SELECTED TEXT>
*-*-*

The pandemic of 2020 and the resulting shutdown of the vast majority of the US economy have had a major impact on how we live and how we work. But how has it affected how we sell?
One of the hottest parts of the US economy for a while now has been the technology sector, with SaaS (software-as-a-service) being a significant and growing portion of that pie. As the leader of a sales organization that offers B2B appointment setting and SDR outsourcing for the SaaS industry, I believed that examining the health of SaaS during and after the “COVID shutdown” gives us some insight as to how the US will come out of this unprecedented downturn.
To study this, we surveyed 755 B2B SaaS professionals who are part of the sales process at their companies in the final days of May and early June. We also conducted 25 interviews with B2B SaaS sales leaders to get a better understanding of what they are experiencing within their own organizations. While we covered a number of areas in our study, one area that felt particularly noteworthy to me were our observations about sales professionals’ outlook for sales in the second half of 2020.

*-*-*

[Dataset records]
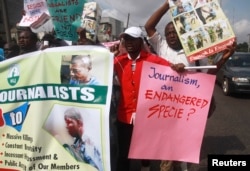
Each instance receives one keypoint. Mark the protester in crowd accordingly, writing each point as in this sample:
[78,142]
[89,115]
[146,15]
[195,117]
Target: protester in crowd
[27,41]
[83,148]
[49,40]
[127,69]
[80,71]
[172,50]
[1,55]
[83,40]
[11,50]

*-*-*

WHAT IS REQUIRED>
Answer from the text about SaaS sales during the pandemic:
(a) How many B2B SaaS professionals were surveyed?
(b) How many interviews were held with B2B SaaS sales leaders?
(c) What does the author's sales organization offer to the SaaS industry?
Rely only on the text about SaaS sales during the pandemic.

WRITTEN RESPONSE>
(a) 755
(b) 25
(c) B2B appointment setting and SDR outsourcing